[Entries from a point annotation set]

····················

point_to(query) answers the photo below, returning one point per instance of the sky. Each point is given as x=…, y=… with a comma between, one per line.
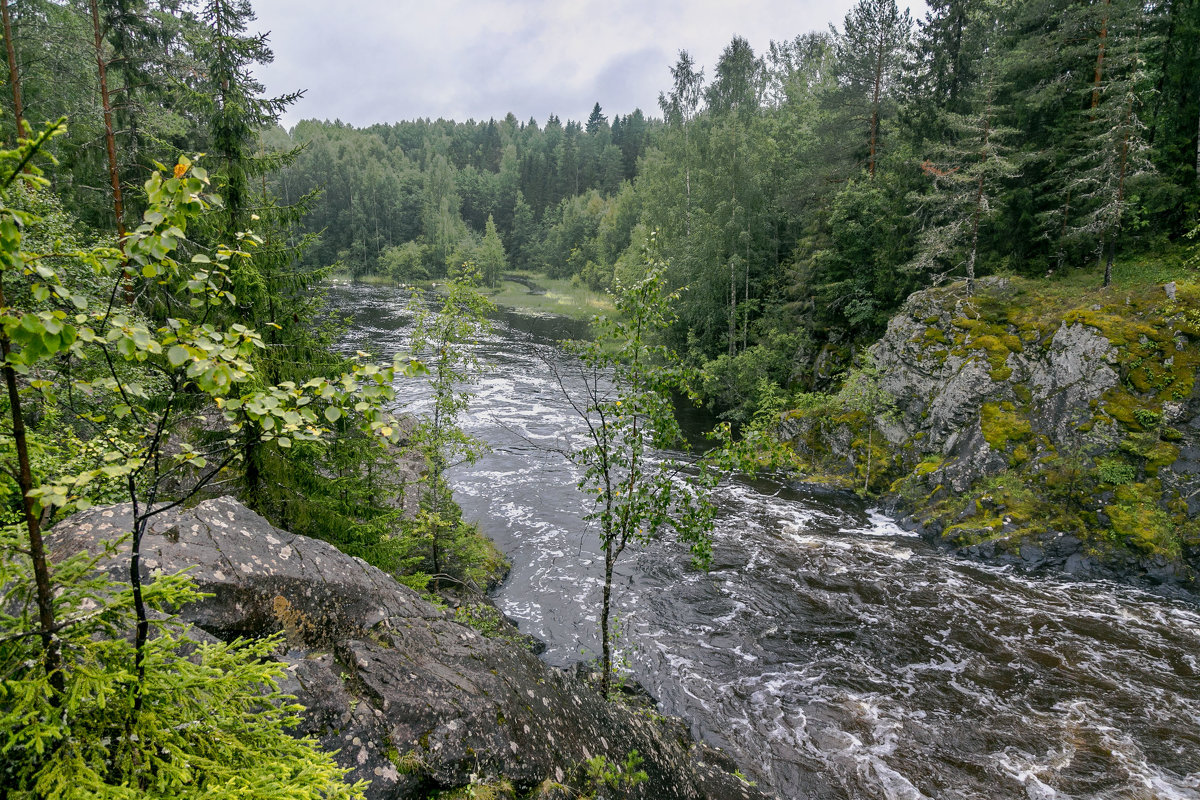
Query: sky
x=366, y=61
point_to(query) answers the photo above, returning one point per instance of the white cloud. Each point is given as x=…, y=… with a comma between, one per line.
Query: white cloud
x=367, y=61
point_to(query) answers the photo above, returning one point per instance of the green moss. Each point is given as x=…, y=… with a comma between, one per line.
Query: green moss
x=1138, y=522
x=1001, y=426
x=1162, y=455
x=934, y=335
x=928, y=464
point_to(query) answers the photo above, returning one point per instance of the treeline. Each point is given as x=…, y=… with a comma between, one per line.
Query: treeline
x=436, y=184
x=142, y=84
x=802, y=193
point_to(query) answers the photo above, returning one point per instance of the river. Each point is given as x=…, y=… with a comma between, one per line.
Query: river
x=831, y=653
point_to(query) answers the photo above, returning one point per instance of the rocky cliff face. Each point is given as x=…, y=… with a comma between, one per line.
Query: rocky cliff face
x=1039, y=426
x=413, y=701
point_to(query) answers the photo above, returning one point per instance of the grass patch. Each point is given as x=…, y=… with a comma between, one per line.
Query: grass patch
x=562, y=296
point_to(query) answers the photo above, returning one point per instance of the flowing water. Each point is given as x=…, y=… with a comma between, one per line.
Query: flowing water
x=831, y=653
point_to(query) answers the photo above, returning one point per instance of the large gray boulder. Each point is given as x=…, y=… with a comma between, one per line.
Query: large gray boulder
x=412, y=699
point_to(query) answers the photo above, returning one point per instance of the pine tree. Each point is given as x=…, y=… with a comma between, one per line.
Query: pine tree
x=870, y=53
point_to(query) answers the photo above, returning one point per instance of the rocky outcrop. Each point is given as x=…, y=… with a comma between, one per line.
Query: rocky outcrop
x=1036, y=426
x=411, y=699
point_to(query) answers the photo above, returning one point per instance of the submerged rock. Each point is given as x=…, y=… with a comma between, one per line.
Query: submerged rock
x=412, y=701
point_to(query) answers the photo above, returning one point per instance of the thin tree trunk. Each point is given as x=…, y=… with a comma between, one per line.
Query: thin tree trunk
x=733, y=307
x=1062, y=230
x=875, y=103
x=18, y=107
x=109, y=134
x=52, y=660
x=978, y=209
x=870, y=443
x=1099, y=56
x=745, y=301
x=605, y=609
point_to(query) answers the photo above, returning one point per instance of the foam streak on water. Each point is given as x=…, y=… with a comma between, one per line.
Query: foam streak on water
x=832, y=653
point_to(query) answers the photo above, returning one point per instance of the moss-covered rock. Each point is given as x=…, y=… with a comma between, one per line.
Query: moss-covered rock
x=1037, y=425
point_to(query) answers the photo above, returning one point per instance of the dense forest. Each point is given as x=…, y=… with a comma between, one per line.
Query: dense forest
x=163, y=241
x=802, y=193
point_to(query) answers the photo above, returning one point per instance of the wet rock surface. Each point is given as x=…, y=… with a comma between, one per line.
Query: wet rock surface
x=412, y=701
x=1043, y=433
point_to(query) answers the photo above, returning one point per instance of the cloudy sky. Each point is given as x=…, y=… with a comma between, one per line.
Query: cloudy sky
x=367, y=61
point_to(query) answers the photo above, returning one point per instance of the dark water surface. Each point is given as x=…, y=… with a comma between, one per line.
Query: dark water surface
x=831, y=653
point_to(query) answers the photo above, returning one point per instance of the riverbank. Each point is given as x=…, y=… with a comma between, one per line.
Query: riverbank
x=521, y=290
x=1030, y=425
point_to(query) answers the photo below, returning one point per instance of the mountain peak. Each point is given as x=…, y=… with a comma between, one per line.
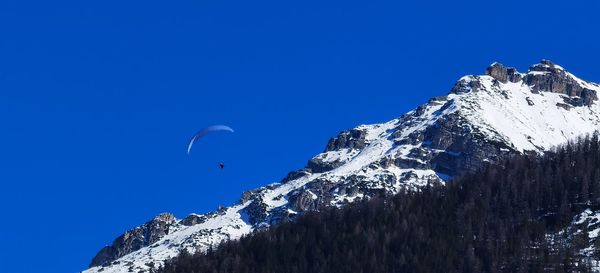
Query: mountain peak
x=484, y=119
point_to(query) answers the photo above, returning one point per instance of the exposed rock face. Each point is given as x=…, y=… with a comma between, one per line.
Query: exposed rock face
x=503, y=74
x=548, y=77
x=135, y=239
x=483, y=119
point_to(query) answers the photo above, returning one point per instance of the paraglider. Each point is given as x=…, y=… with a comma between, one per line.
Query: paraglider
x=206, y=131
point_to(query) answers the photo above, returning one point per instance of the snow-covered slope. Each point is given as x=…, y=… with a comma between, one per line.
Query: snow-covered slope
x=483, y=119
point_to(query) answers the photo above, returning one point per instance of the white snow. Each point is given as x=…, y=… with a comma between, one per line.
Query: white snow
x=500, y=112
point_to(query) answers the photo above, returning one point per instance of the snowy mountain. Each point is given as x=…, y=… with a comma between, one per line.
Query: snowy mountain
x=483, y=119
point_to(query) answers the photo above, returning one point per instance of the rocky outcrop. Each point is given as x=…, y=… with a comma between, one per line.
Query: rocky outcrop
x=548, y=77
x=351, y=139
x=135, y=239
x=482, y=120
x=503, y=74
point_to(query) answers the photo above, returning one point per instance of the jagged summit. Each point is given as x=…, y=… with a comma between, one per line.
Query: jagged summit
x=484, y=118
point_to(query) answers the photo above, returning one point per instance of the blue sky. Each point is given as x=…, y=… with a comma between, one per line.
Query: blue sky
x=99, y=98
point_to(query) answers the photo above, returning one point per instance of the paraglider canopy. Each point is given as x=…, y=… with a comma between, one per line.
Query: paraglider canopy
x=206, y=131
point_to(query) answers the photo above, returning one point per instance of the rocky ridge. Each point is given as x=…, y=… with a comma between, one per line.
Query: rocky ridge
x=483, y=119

····················

Directions for this task:
Copy out verbatim the part of the records running from the start of the records through the line containing "x=928, y=464", including both ends. Leave the pictures out of your answer.

Completed task:
point_to(query) answers the photo below, returning one point per instance of the sky. Each point is given as x=…, y=… with a comma between, one per line.
Query: sky
x=366, y=61
point_to(query) answers the photo above, returning one point per instance of the white cloud. Each point is given as x=…, y=… with a comma between, one per line.
Query: white cloud
x=367, y=61
point_to(query) answers the photo above, returning one point per instance of the green moss. Each point is given as x=…, y=… with a comma between, one per line.
Query: green moss
x=1138, y=522
x=1001, y=426
x=1162, y=455
x=934, y=335
x=928, y=464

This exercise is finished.